Excerpted passage
▶
Has anyone pulled this off? My happiness levels would go up about 35% if I could brew a decent LCBA clone.

I don't really understand much of this post, too many acronyms and abbreviations.

I must admit, I'm a newbie, just using concentrates at the moment with a mix of Dex/LDME.


----------



## MacGuyver (16/6/09)

I made one of these about 3 weeks ago, followed the same hop schedule and basic ingredients as Tony's recipe but added in some dry wheat malt and partially mashed some vienna grain. 

Only bottled it last weekend but gave it a taste and it was pretty good, but I can't comment on how close it was to the real McCoy just yet.


----------



## BjornJ (17/6/09)

I ended up making my own little version of Tony's recipie, scaled it down to 10 liters (I only have a 20 liter pot).
I added some crystal grains and played around with the hops but tried to keep it in the same kind of spirit.

A $20 pot from BigW and 2 kg of grain + some hops was all I needed to try and it was really fun.
Maybe try this rather than the kit version?
My thinking was that this way I end up with only 10 liters in the fermenter if it doesn't work out the first time!
But after 2 weeks in the fermenter I siphoned it into my cube over the weekend it looks like beer and smelled like beer, so I think it will be drinkable either way


----------



## Neill (2/7/09)

sorry to drag up an old thread but tony, if you read this - is it a good idea to add some crystal to this recipe? i'm making your extract version ^^^^ and have got some crystal to steep, wondering if it's going to improve the beer at all? i plan on following your hop schedule to the letter, have some nice fresh B-saaz and cascade in the fridge.

cheers!


----------



## Bomber1975 (13/11/10)

I have been eyeing off this brew for near on a year now. I am now just waiting for the B-Saaz to get into my local brew shop (should be here this week) I am only new to the game so how much difference will it make to the beer if I put in 500g of dextrose as opposed to the 300g Tony has put in? This is just me being lazy as I have a 500g bag will the beer taste much different or will it just up the alcohol volume??


----------



## argon (13/11/10)

If it were meni'd only use the 300g... Cause the balanced seems right. Just keep the extra 200 for next time. If you did add the while 500g you'd be upping the abv and the beer would appear dryer on the palate. Not too bad a thing for the style. But again just use te left overs for next time.


----------



## Neill (13/11/10)

Just as a heads-up, this needs a lot more hops to resemble LCBA. I made versions of this recipe about 5 times before i got it right. If you like it full of flavour, use this schedule:

10g of each at 45 min
20g of each at 15 min
20g of each at 10 min
20g of each at 5 min
dry hop the other 10g of each

as you can see it's based around 2x80g packs of hops. adjust your first addition a bit (depending on your boil size) to achieve roughly 30-35 IBU.


----------



## Bomber1975 (14/11/10)
◀
Labeled area outline items
▶
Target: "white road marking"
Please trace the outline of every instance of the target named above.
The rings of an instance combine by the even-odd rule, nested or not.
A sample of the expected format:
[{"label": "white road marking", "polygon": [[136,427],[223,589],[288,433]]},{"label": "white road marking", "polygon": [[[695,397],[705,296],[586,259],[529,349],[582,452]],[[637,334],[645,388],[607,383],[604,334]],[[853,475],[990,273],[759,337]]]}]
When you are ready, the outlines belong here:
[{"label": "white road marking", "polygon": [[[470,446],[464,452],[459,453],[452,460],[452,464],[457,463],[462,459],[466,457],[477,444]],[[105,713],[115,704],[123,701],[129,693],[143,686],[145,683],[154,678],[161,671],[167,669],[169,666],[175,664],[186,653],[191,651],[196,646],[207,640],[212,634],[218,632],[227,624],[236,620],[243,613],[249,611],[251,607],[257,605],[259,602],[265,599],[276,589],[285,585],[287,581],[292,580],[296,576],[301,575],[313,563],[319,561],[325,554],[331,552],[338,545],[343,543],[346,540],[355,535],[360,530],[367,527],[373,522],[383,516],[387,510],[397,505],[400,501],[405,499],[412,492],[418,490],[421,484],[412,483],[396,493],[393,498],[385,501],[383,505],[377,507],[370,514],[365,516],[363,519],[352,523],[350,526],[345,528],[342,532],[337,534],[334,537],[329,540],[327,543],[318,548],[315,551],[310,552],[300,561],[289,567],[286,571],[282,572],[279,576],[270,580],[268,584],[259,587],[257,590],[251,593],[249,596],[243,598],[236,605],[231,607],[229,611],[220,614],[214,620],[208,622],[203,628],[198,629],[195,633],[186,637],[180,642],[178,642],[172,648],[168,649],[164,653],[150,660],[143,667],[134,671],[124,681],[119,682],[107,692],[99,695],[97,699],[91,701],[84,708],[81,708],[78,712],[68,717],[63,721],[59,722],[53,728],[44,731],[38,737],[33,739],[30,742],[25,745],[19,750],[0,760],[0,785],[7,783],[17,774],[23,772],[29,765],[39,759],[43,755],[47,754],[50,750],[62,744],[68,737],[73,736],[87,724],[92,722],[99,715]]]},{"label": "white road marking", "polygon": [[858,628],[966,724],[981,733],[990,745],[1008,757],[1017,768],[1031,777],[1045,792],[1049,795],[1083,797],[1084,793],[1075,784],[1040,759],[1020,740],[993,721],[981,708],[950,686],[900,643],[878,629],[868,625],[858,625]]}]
◀
Problems to solve
[1] In the LCBA clone thread, how many times did Neill make versions of the recipe before getting it right?
[2] Please extend the LCBA clone thread beyond its final post header.

Task-by-task outputs
[1] About 5 times.

[2]
Cheers Argon and Neil I shouldn't be so lazy. I am heading off for four weeks but as soon as I get back I am going to have a crack and let you know how it all goes. I will up the hops as I do like my beers hoppy


----------



## bignath (14/11/10)

Any of the variations for Tony's recipe seem good. I am drinking one right now actually. I think it's based on his original recipe. It is pretty much my "house ale" around here at the moment. Just been experimenting with no chill, but apart from that, pretty stock standard.

A fantastic brew indeed (as the recipe database ratings suggest).

Brew it man, you won't be disappointed!


----------



## DigitalGiraffe (18/11/10)

I asked my LHBS if they had a recipe and this is what they gave me out of their little black book. It's nothing like Tony's and I'm sure it doesn't taste anywhere near as good but this has done the job for me. The second batch I bottled a few weeks ago had the hops upped to ~20g of each.

*Ingredients*
1x Morgans Golden Saaz Pilsener kit. 
1kg Half nʼ Half Plus: 45% Dextrose, 45% Light Malt, 10% Corn Syrup. 
15grams Cascade Hops.
15grams Saaz Hops. 
150grams Wheat malt.
150grams Vienna malt. 
150grams Cara malt

*Method *
1. Crackallyourgrains.
2. Bring 3-4litres of water to a rolling boil.
3. Add all of your cracked grain and 15grams of Cascade hops. 
4. Maintain rolling boil for 50minutes. 
5. After 50 minutes add 15grams of Saaz hops. 
6. Maintain rolling boil for another 10minutes. 
7. Add 10litres of cold water to fermenter. 
8. Strain your boiled mix into the 10litres of cold water. 
9. Add tin of Morgans Golden Saaz Pilsener. 
10. Add bag off Half nʼ Half Plus. 
11.Stir until everything is dissolved. 
12.Fill to 23 litres with cold water. 
13. Add yeast when temperature is 24degrees.

If anyone has an opinion on this or some suggestions on how it can be improved I'd gladly take them on board.

Cheers,

Paul


----------



## keifer33 (18/11/10)

If im reading what I think im reading is that the grains should be boiled for 1hr...this is a big no no and detrimental.

Bring around 2-3 litres to around 60-70C. Then add the grain and maintain the temp for around 60 minutes. This can be done by wrapping the pot in a few towels to insulate it. You can do it for a shorter time but some of the grains need to be mashed to extract the sugars which is 60+ minutes. If you do it for less it wont affect it but will extract a small amount of flavor and not any fermentable sugars, this wont matter as you are adding fermentables.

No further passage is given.